§ Teks Dokumen
* * *
Namun lembaga pegiat antikorupsi ICW menilai bahwa sejak awal sudah ada beberapa kejanggalan dalam
proses praperadilan terkait penetapan tersangka Setya Novanto tersebut.

Salah satunya, seperti dijelaskan Koordinator ICW, Adnan Topan, adalah saksi-saksi ahli yang diajukan oleh
KPK dikesampingkan oleh hakim, yang hanya mempertimbangkan yang diajukan oleh tersangka.

"Yang kedua permintaan KPK, misalnya, untuk memutar rekaman juga ditolak oleh hakim sehingga KPK
seperti kehilangan kesempatan untuk menunjukkan bahwa penetapan tersangka sudah sesuai dengan
mekanisme yang diatur hukum acara pidana. Terutama kecukupan dua alat bukti untuk menetapkan
orang sebagai tersangka."

Adnan menambahkan bahwa dari beberapa kejanggalan itu, ICW sudah menebak keputusan praperadilan
tersebut.

"Dari situ kita sudah melihat keputusan praperadilan atas Setya Novanto akan dimenangkan oleh Setya
Novanto, dilihat dari sikap hakim yang tidak profesional."

BBC Indonesia sudah berupaya menghubungi juru bicara KPK lewat telepon maupun teks namun masih
belum mendapat tanggapan.

Setya Novanto sakit

Bagaimanapun Adnan Topan berpendapat kasus dugaan korupsi E-KTP tidak akan gugur dengan hasil
praperadilan tersebut, yang seharusnya hanya menguji prosedur dari penetapan seorang tersangka.

"Itu sudah dilakukan oleh KPK dalam beberapa kasus, ketika KPK mengalami kekalahan pada tahap
peraperadilan sebagaimana dalam kasus wali kota Makassar, yang juga mengajukan praperadilan dan
menang. Tapi kemudian KPK menetapkan sebagai tersangka dengan surat tersangka baru," jelas Adnan
kepada wartawan BBC Indonesia, Liston P. Siregar.

Setya Novanto ditetapkan sebagai tersangka kasus korupsi E-KTP oleh KPK pada 17 Juli 2017 lalu. Pria itu
lalu mengajukan gugatan praperadilan ke PN Jakarta Selatan pada 4 September. Gugatan terdaftar dalam
nomor 97/Pid.Prap/2017/PN Jaksel.

Dalam gugatannya, Setya Novanto menggugat status penyidik dan penyelidik KPK. Beberapa poin
keberatan Setya Novanto adalah pengujian sah atau tidaknya alat bukti dalam menetapkan dirinya
menjadi tersangka.
Setya Novanto sendiri saat ini sedang dalam keadaan sakit dan beberapa warga internet
'mempertanyakan' beredarnya foto Ketua DPR itu sedang berbaring di sebuah rumah sakit dengan masker
oksigen dan selang infus.
* * *
§ Daftar Tugas
(a) Perbarui bagian teks dokumen dari "Namun lembaga pegiat" sampai dengan "diajukan oleh tersangka." dengan mengganti "saksi-saksi ahli" menjadi "para saksi ahli".
(b) Berdasarkan teks dokumen, jelaskan dalam satu sampai tiga kalimat mengapa Adnan Topan berpendapat kasus dugaan korupsi E-KTP tidak akan gugur oleh hasil praperadilan.
Entri yang disertakan tidak ada hubungannya dengan teks dokumen ini.
* * *
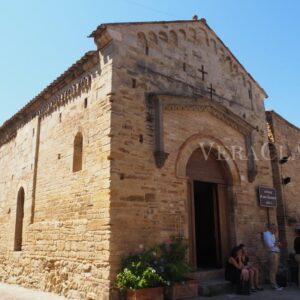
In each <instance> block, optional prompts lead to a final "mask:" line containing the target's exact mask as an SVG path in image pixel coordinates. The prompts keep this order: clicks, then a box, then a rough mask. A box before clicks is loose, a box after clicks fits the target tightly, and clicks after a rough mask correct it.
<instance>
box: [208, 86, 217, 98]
mask: <svg viewBox="0 0 300 300" xmlns="http://www.w3.org/2000/svg"><path fill="white" fill-rule="evenodd" d="M207 89H208V91H209V94H210V99H212V96H213V94H214V93H215V92H216V90H215V89H214V88H213V87H212V83H211V84H210V86H209V87H207Z"/></svg>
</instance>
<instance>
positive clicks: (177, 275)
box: [160, 238, 199, 300]
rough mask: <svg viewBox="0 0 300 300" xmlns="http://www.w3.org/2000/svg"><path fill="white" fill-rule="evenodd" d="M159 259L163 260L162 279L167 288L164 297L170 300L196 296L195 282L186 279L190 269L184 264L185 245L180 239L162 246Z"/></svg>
mask: <svg viewBox="0 0 300 300" xmlns="http://www.w3.org/2000/svg"><path fill="white" fill-rule="evenodd" d="M160 249H161V252H162V253H161V258H162V260H163V262H164V263H163V269H164V270H163V273H162V277H163V278H164V280H165V281H166V282H167V284H168V286H167V287H166V289H165V296H166V298H167V299H170V300H177V299H184V298H192V297H197V296H198V288H199V284H198V281H197V280H194V279H190V278H188V276H187V274H189V273H190V272H191V267H190V266H189V265H188V264H187V262H186V251H187V245H186V243H185V242H184V241H183V239H182V238H179V239H175V240H173V242H172V243H170V244H162V245H161V246H160Z"/></svg>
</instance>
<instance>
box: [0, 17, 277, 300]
mask: <svg viewBox="0 0 300 300" xmlns="http://www.w3.org/2000/svg"><path fill="white" fill-rule="evenodd" d="M92 36H93V37H94V38H95V43H96V45H97V47H98V51H97V53H98V54H99V61H98V62H97V64H96V65H93V67H91V66H90V67H88V66H89V64H87V65H86V67H85V69H84V72H83V73H80V75H76V74H77V73H76V67H75V68H73V71H74V70H75V72H74V73H72V74H73V77H72V76H71V78H72V79H70V80H69V81H67V82H66V80H65V81H64V84H62V85H61V86H59V87H56V90H55V92H53V91H52V92H53V94H52V96H50V97H53V99H56V100H55V101H53V102H54V103H53V107H52V106H50V107H49V108H48V111H47V112H44V114H42V115H39V114H33V118H31V119H30V120H29V121H28V122H25V124H22V125H19V126H18V131H17V135H16V137H14V132H13V131H12V134H11V135H9V137H8V138H7V139H6V142H5V143H4V144H3V145H2V146H1V148H0V164H1V168H2V170H5V172H2V173H0V190H1V194H0V235H1V239H0V247H1V248H0V253H1V255H0V260H1V261H0V262H1V265H2V266H3V268H1V270H0V278H1V279H2V280H5V281H9V282H17V283H19V284H22V285H25V286H33V287H37V288H40V289H44V290H49V291H54V292H57V293H61V294H64V295H67V296H68V297H73V298H81V299H94V298H95V299H99V300H102V299H108V298H110V299H113V298H114V297H116V294H115V293H114V281H115V275H116V272H117V271H118V269H119V267H120V261H121V257H122V256H123V255H126V254H128V253H129V252H131V251H136V250H138V249H141V248H143V247H147V246H149V245H153V244H154V243H158V242H162V241H167V240H169V239H170V237H172V236H184V237H185V238H186V239H188V240H189V239H190V236H189V222H190V218H191V216H190V215H189V211H188V192H189V191H188V178H187V175H186V165H187V162H188V159H189V157H190V156H191V154H192V152H193V151H194V150H196V149H197V147H198V148H199V143H200V142H203V141H206V142H207V141H208V142H213V143H214V144H215V145H216V147H217V146H218V147H220V149H222V151H223V152H224V153H223V156H224V157H225V158H227V159H228V160H227V162H226V166H227V167H228V173H230V176H228V177H230V178H228V182H230V183H229V184H228V186H227V190H226V192H227V193H228V204H227V205H228V206H227V207H228V210H229V216H230V220H229V223H230V226H229V228H230V241H229V244H230V246H233V245H234V244H237V243H241V242H243V243H245V244H246V245H248V248H249V251H250V255H251V256H252V258H253V259H254V260H261V261H264V260H265V251H264V250H263V247H262V243H261V241H260V233H261V232H262V231H263V230H264V228H265V224H266V223H267V212H266V209H264V208H261V207H259V205H258V201H257V187H258V186H260V185H264V186H272V185H273V181H272V174H271V173H272V169H271V164H270V161H269V160H268V159H265V158H268V155H269V154H268V148H266V151H265V152H266V153H262V152H261V149H265V148H264V146H265V145H268V136H267V129H266V121H265V109H264V104H263V100H264V98H265V97H266V94H265V92H264V91H263V90H262V88H261V87H260V86H259V85H258V84H257V83H256V82H255V81H254V79H253V78H252V77H251V76H250V75H249V74H248V73H247V71H246V70H245V69H244V68H243V67H242V65H241V64H240V63H239V62H238V61H237V60H236V58H235V57H234V56H233V55H232V53H231V52H230V51H229V49H228V48H227V47H226V46H225V45H224V44H223V43H222V42H221V41H220V40H219V38H218V37H217V36H216V34H215V33H214V32H213V31H212V30H211V29H210V28H209V27H208V26H207V25H206V23H205V22H204V21H203V20H201V21H194V22H165V23H164V22H158V23H148V24H147V23H137V24H104V25H102V26H100V27H99V28H98V29H97V30H96V31H95V32H94V33H93V34H92ZM200 70H202V71H203V70H204V71H205V72H207V73H202V72H201V71H200ZM86 74H91V77H89V78H92V79H91V85H90V87H89V88H88V89H85V90H84V92H82V93H79V94H77V92H76V85H75V96H74V90H73V89H70V92H69V93H66V94H64V93H63V92H64V91H65V90H66V89H67V88H68V87H70V86H72V84H74V83H75V82H76V80H80V78H81V76H85V75H86ZM211 84H212V85H211ZM209 87H210V88H213V89H214V90H212V92H210V90H209V89H208V88H209ZM60 93H63V95H64V96H63V97H62V98H60V97H57V96H59V94H60ZM55 97H56V98H55ZM85 98H87V99H88V107H87V108H84V99H85ZM47 99H51V98H45V101H50V100H47ZM61 99H63V100H61ZM64 99H68V101H65V100H64ZM60 101H62V103H63V105H62V104H61V102H60ZM154 101H158V103H159V105H161V106H159V107H160V109H161V111H159V112H158V111H157V110H155V109H156V108H155V106H154ZM40 102H41V101H40ZM46 103H47V102H46ZM42 104H43V102H41V103H38V104H37V106H39V105H41V107H43V106H42ZM39 117H40V119H39ZM60 119H61V121H60ZM158 123H159V126H160V127H159V130H160V131H159V132H160V134H161V135H160V136H158V130H157V126H158ZM39 124H40V131H39V130H37V127H38V125H39ZM11 126H12V125H11ZM33 129H35V132H34V133H33ZM77 132H81V133H82V135H83V169H82V170H81V171H79V172H76V173H73V172H72V162H73V142H74V138H75V135H76V133H77ZM38 133H39V134H40V138H39V139H37V137H36V135H37V134H38ZM0 134H1V132H0ZM0 136H1V135H0ZM36 143H38V146H39V147H36ZM0 144H1V143H0ZM249 146H252V148H253V151H254V152H255V155H256V158H257V159H256V160H252V159H250V160H249V161H250V164H249V161H248V160H247V157H245V156H247V155H249V153H248V152H249ZM156 147H159V149H156ZM237 147H239V148H240V149H241V154H242V155H243V157H240V156H239V154H237V153H235V150H234V149H237ZM155 150H160V151H158V153H156V157H155V156H154V152H155ZM36 153H37V154H38V157H37V155H36ZM264 155H265V156H264ZM35 182H36V183H35ZM20 187H23V188H24V189H25V214H24V233H23V251H21V252H14V251H13V240H14V228H15V215H16V200H17V193H18V190H19V188H20ZM270 218H271V221H274V222H275V221H276V212H275V211H274V210H272V211H271V214H270Z"/></svg>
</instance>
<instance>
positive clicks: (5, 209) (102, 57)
mask: <svg viewBox="0 0 300 300" xmlns="http://www.w3.org/2000/svg"><path fill="white" fill-rule="evenodd" d="M105 51H108V52H109V50H103V51H102V53H99V55H100V59H99V62H98V64H97V65H96V66H95V67H93V68H88V69H87V70H86V73H83V75H81V76H79V78H75V79H74V80H73V81H70V82H69V83H68V84H67V85H64V86H62V88H61V90H57V92H55V93H54V95H53V96H52V97H53V98H55V97H56V95H59V94H60V93H63V91H64V90H68V87H71V86H73V85H74V84H76V82H77V81H78V80H80V78H82V77H84V76H85V75H86V74H90V76H91V78H92V82H91V85H90V87H89V88H88V89H85V90H82V91H81V92H80V94H74V95H71V94H70V96H69V98H68V101H67V102H65V103H64V104H63V105H58V106H57V107H56V108H55V110H54V111H52V112H49V113H47V114H44V115H42V116H41V121H40V130H39V129H38V117H35V118H34V119H32V120H31V121H29V122H28V123H27V124H26V125H24V126H23V127H21V128H19V129H18V131H17V136H16V137H15V138H14V139H12V140H10V141H9V142H8V143H6V144H4V145H3V146H2V147H1V148H0V163H1V168H2V170H3V171H2V172H1V174H0V190H1V194H0V203H1V211H0V214H1V222H0V223H1V227H0V235H1V239H0V241H1V242H0V243H1V244H0V247H1V251H0V252H1V257H0V260H1V271H0V278H1V279H2V280H4V281H7V282H16V283H18V284H22V285H24V286H31V287H36V288H39V289H43V290H47V291H53V292H56V293H60V294H63V295H65V296H68V297H71V298H74V299H75V298H76V299H79V298H80V299H88V298H87V295H89V294H90V295H91V293H97V295H98V296H97V297H98V298H97V299H105V297H106V296H107V295H108V290H109V235H110V224H109V197H110V193H109V188H110V161H109V160H108V159H107V157H108V156H109V154H110V110H111V105H110V96H109V95H108V94H109V92H110V91H111V60H110V59H107V53H105ZM104 56H105V57H104ZM78 68H79V66H78ZM75 71H76V70H75ZM85 99H87V107H86V108H85V107H84V102H85ZM45 101H46V100H45ZM48 101H51V98H50V100H48ZM78 132H81V133H82V135H83V149H84V150H83V168H82V170H81V171H78V172H75V173H74V172H72V163H73V143H74V138H75V135H76V134H77V133H78ZM37 135H39V138H37ZM36 143H39V148H38V152H37V154H36ZM35 160H37V165H35ZM35 167H36V184H34V180H33V177H34V170H35ZM21 187H23V188H24V190H25V208H24V221H23V246H22V251H20V252H14V251H13V248H14V246H13V243H14V229H15V215H16V202H17V194H18V190H19V189H20V188H21ZM33 195H34V198H35V201H34V200H33ZM89 299H96V298H95V297H94V298H89Z"/></svg>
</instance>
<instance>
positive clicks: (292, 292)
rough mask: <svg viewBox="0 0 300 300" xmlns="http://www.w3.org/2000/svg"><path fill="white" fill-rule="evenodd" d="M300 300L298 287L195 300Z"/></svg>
mask: <svg viewBox="0 0 300 300" xmlns="http://www.w3.org/2000/svg"><path fill="white" fill-rule="evenodd" d="M198 299H199V300H200V299H201V300H204V299H206V300H210V299H212V300H226V299H228V300H230V299H233V300H240V299H241V300H299V299H300V288H297V287H288V288H285V289H284V290H283V291H280V292H278V291H274V290H272V289H270V288H268V287H266V288H265V290H264V291H262V292H257V293H252V294H251V295H249V296H242V295H236V294H226V295H222V296H214V297H209V298H207V297H198V298H195V299H193V300H198Z"/></svg>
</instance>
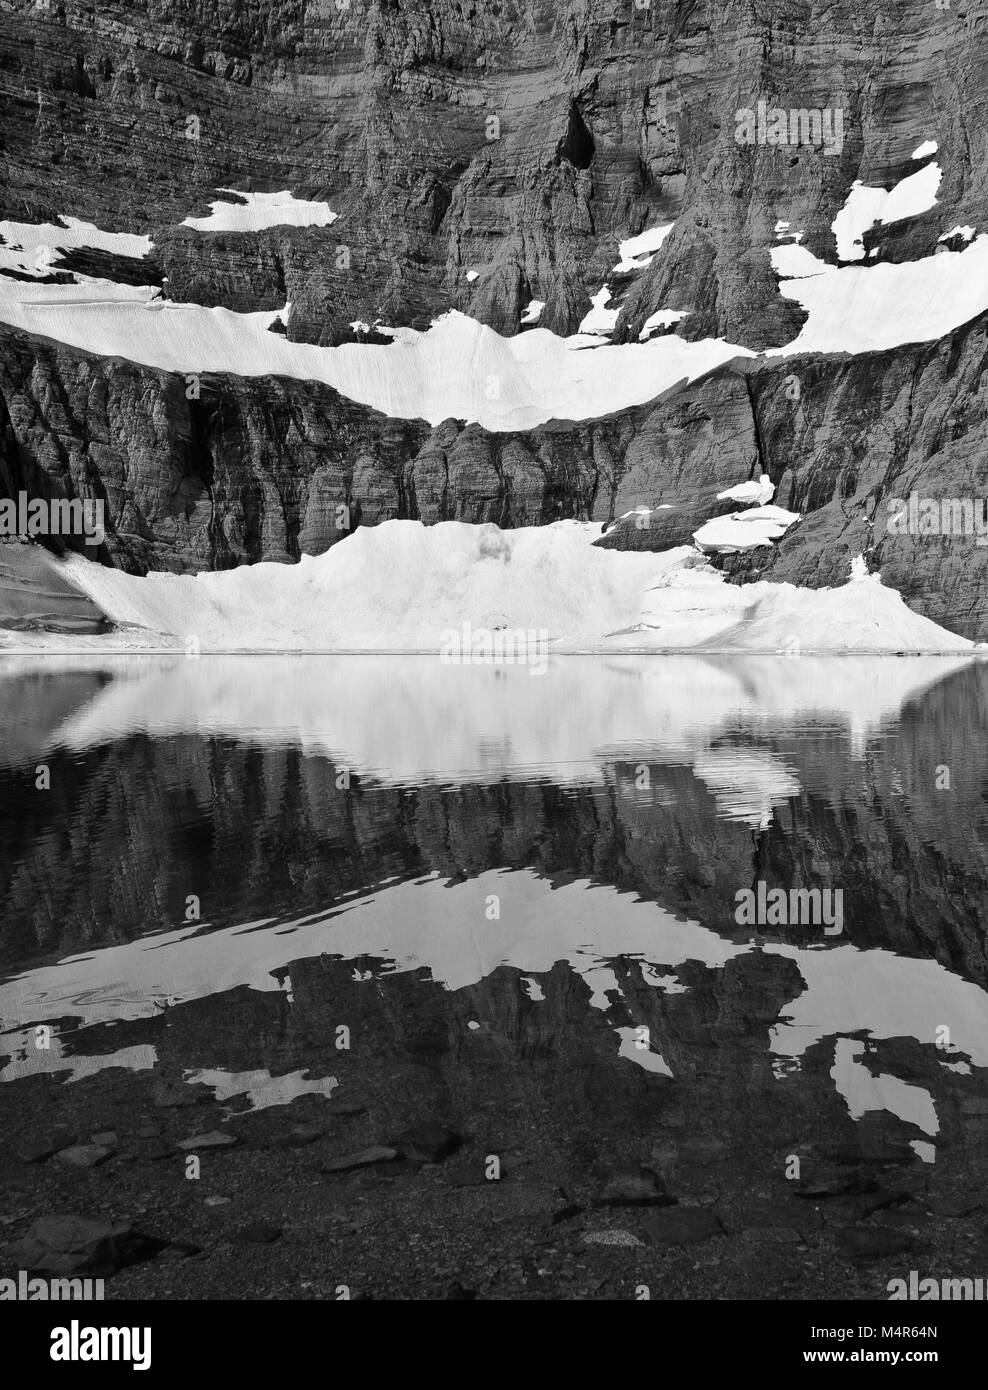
* * *
§ Jawaban Tiap Butir
(a)
Namun lembaga pegiat antikorupsi ICW menilai bahwa sejak awal sudah ada beberapa kejanggalan dalam
proses praperadilan terkait penetapan tersangka Setya Novanto tersebut.

Salah satunya, seperti dijelaskan Koordinator ICW, Adnan Topan, adalah para saksi ahli yang diajukan oleh
KPK dikesampingkan oleh hakim, yang hanya mempertimbangkan yang diajukan oleh tersangka.

(b) Praperadilan seharusnya hanya menguji prosedur penetapan seorang tersangka. Menurut Adnan, KPK pernah kalah di tahap praperadilan, misalnya dalam kasus wali kota Makassar. Setelah itu KPK kembali menetapkannya sebagai tersangka dengan surat tersangka baru.